Text section
-----
Findings of the Court

31Article 45(2) TFEU states that freedom of movement for workers is to entail the abolition of any discrimination based on nationality between workers of the Member States as regards employment, remuneration and other conditions of work and employment.

32Under Article 7(2) of Regulation No 1612/68, a worker who is a national of a Member State is to enjoy, in the territory of another Member State, the same social and tax advantages as national workers.

33That provision equally benefits both migrant workers residing in a host Member State and frontier workers employed in that Member State while residing in another Member State (Case C-213/05 Geven [2007] ECR I-16347 , paragraph 15).

34According to settled case-law, assistance granted for maintenance and education in order to pursue university studies evidenced by a professional qualification constitutes a social advantage for the purposes of Article 7(2) of Regulation No 1612/68 (Case 39/86 Lair [1988] ECR 3161 , paragraph 24, and Bernini , paragraph 23).

35The Court has also held that study finance granted by a Member State to the children of workers constitutes, for the migrant worker, a social advantage for the purposes of Article 7(2) of Regulation No 1612/68, where the worker continues to support the child ( Bernini , paragraphs 25 and 29, and Meeusen , paragraph 19).
-----
Tasks
1. Answer these questions from the Court's findings:
(a) Under Article 7(2) of Regulation No 1612/68, what is a worker from one Member State to enjoy in another Member State?
(b) Which two groups of workers does that provision benefit equally?
(c) On what condition is study finance for workers' children a social advantage for the migrant worker?
2. From the Court's findings, return the part that opens with the words containing "34According to settled" and closes with "Meeusen , paragraph 19).".

Object position labeling records:
-----
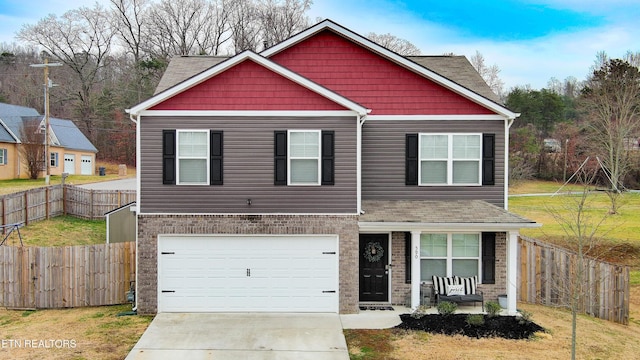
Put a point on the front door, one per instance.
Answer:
(374, 273)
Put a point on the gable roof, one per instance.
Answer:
(475, 95)
(231, 62)
(12, 118)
-----
Solutions per task
1.
(a) The same social and tax advantages as national workers.
(b) Migrant workers living in a host Member State, and frontier workers employed in that Member State while living in another Member State.
(c) Where the worker continues to support the child.

2.
34According to settled case-law, assistance granted for maintenance and education in order to pursue university studies evidenced by a professional qualification constitutes a social advantage for the purposes of Article 7(2) of Regulation No 1612/68 (Case 39/86 Lair [1988] ECR 3161 , paragraph 24, and Bernini , paragraph 23).

35The Court has also held that study finance granted by a Member State to the children of workers constitutes, for the migrant worker, a social advantage for the purposes of Article 7(2) of Regulation No 1612/68, where the worker continues to support the child ( Bernini , paragraphs 25 and 29, and Meeusen , paragraph 19).